▶ **REQUIRED TASK**
Can you rewrite the data from the line with "Where can you see the man's chin" up to and including the line with "point(229, 251)", shifting every point listed under "Markers:" by adding 131 to both of its coordinates? Keep every other line in that stretch unchanged.

▶ **AVAILABLE DATA**
------------

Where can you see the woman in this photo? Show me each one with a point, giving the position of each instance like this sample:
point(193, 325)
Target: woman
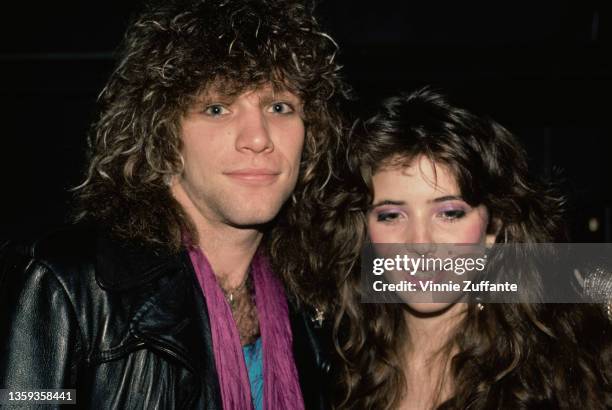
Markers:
point(435, 173)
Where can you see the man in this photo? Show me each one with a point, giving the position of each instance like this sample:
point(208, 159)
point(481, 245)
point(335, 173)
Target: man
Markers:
point(215, 138)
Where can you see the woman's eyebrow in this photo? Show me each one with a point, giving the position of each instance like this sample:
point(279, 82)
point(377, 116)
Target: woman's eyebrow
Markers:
point(388, 202)
point(447, 198)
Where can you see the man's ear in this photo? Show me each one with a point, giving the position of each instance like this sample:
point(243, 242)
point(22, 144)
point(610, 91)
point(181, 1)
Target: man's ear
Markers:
point(494, 228)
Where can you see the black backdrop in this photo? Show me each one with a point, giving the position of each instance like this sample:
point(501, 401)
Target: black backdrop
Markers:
point(542, 68)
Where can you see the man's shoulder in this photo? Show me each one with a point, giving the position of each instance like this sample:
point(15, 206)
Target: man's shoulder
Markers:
point(66, 253)
point(69, 243)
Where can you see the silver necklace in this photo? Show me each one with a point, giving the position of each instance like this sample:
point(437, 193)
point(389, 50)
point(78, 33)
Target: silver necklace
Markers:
point(230, 293)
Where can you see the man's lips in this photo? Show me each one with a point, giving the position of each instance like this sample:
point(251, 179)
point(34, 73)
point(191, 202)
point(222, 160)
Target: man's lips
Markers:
point(254, 175)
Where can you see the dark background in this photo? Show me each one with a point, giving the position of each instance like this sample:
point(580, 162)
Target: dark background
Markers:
point(541, 68)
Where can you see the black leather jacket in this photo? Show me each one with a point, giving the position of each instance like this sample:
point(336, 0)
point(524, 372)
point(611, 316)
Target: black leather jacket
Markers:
point(124, 325)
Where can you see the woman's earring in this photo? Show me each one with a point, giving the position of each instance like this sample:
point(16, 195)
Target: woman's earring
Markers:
point(479, 304)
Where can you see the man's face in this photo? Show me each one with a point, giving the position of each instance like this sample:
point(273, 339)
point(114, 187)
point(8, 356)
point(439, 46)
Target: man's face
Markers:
point(242, 156)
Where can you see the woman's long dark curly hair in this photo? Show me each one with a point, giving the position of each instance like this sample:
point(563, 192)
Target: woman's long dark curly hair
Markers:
point(171, 53)
point(509, 356)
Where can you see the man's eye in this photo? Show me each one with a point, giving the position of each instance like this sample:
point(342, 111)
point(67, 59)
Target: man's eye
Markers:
point(281, 108)
point(216, 110)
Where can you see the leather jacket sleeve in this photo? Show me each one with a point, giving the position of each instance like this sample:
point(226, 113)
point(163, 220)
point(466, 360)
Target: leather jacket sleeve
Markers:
point(40, 341)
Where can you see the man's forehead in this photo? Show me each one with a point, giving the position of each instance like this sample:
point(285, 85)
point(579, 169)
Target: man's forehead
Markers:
point(221, 89)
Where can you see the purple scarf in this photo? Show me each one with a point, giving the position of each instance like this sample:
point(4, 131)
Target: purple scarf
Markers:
point(281, 385)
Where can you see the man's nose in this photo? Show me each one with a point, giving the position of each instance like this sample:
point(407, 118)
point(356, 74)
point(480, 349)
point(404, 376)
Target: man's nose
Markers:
point(254, 133)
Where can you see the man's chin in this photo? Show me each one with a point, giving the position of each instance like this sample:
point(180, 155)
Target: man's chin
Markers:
point(253, 220)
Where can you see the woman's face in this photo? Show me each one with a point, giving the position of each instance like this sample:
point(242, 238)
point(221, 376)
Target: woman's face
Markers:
point(421, 205)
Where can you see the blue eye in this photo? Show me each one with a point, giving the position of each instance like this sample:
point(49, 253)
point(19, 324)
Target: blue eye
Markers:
point(281, 108)
point(215, 110)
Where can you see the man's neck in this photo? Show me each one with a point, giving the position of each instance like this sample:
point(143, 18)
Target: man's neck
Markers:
point(229, 251)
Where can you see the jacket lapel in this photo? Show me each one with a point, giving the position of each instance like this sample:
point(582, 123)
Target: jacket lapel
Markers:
point(168, 312)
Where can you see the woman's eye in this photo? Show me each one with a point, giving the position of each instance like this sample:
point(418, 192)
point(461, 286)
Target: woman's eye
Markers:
point(452, 214)
point(387, 216)
point(216, 110)
point(281, 108)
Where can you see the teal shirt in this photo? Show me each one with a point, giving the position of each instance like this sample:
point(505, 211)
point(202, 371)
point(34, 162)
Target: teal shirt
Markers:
point(253, 357)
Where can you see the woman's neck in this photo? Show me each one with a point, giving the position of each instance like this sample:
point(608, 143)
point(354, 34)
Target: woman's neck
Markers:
point(428, 354)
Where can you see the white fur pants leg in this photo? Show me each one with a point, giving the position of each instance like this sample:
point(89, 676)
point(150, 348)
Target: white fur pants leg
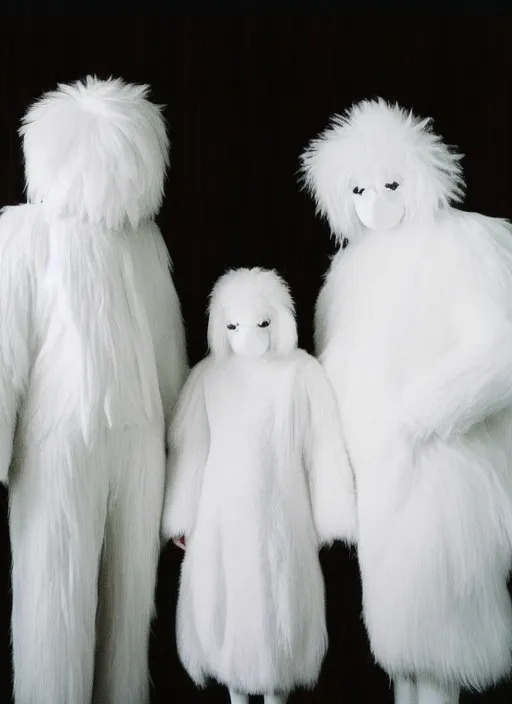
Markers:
point(128, 571)
point(405, 691)
point(432, 693)
point(237, 698)
point(57, 515)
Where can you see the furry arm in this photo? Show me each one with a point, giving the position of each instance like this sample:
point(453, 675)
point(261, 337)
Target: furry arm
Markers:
point(16, 226)
point(189, 442)
point(330, 475)
point(470, 384)
point(164, 313)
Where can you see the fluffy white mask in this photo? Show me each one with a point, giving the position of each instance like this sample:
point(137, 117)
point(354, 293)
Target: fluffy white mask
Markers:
point(248, 331)
point(379, 207)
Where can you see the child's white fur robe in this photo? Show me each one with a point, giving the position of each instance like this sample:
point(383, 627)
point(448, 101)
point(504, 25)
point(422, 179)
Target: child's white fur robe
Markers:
point(414, 329)
point(258, 479)
point(92, 358)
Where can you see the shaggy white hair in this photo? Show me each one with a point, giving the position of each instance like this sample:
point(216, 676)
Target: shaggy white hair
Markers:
point(245, 287)
point(376, 143)
point(97, 150)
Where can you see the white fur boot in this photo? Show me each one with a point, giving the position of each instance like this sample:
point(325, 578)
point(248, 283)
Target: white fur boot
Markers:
point(405, 691)
point(431, 693)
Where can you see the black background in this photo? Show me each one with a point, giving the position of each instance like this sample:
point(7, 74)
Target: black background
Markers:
point(245, 91)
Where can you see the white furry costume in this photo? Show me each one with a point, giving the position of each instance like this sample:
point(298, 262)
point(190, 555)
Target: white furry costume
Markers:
point(414, 329)
point(92, 358)
point(258, 479)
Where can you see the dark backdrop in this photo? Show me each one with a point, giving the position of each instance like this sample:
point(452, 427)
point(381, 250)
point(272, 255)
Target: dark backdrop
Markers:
point(244, 93)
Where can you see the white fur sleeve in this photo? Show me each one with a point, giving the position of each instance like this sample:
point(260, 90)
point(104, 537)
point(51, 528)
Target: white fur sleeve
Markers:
point(15, 324)
point(189, 442)
point(164, 314)
point(330, 475)
point(470, 384)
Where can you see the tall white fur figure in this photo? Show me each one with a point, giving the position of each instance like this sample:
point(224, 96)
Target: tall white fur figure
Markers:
point(92, 358)
point(258, 479)
point(414, 329)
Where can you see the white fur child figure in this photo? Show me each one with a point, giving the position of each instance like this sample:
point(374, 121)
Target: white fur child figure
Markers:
point(414, 329)
point(258, 479)
point(92, 358)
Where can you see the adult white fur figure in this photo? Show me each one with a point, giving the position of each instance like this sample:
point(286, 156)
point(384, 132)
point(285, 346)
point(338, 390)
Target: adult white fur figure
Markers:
point(258, 479)
point(92, 358)
point(414, 329)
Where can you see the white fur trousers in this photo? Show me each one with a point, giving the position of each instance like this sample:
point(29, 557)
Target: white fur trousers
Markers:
point(408, 691)
point(85, 541)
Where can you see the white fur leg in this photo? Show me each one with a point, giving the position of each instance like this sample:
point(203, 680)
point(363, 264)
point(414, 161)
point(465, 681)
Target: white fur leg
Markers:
point(432, 693)
point(57, 517)
point(275, 699)
point(405, 691)
point(128, 571)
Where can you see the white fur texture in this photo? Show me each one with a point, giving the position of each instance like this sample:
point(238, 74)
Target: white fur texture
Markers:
point(258, 479)
point(374, 140)
point(91, 363)
point(97, 150)
point(414, 330)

------------

▶ **REPLY**
Where can you see the man's chin in this photo? Show me each one with a point, giving the position of each instance like this sample:
point(180, 155)
Target: man's chin
Markers:
point(384, 351)
Where can you see the woman's face in this photo? Show me each one with a point, giving the position of each instance like this sample:
point(242, 238)
point(221, 376)
Target: woman's face
Markers:
point(552, 336)
Where can you see the blue eye in this photo? Show me each one with a point, giving the position of each instance like this sample:
point(49, 253)
point(19, 324)
Target: blue eye
Markers:
point(412, 239)
point(346, 241)
Where can you see the man's neck in this photo? Show me each one with a point, giving the position of each instance like this sample:
point(143, 18)
Target: man's neck
Markers:
point(360, 382)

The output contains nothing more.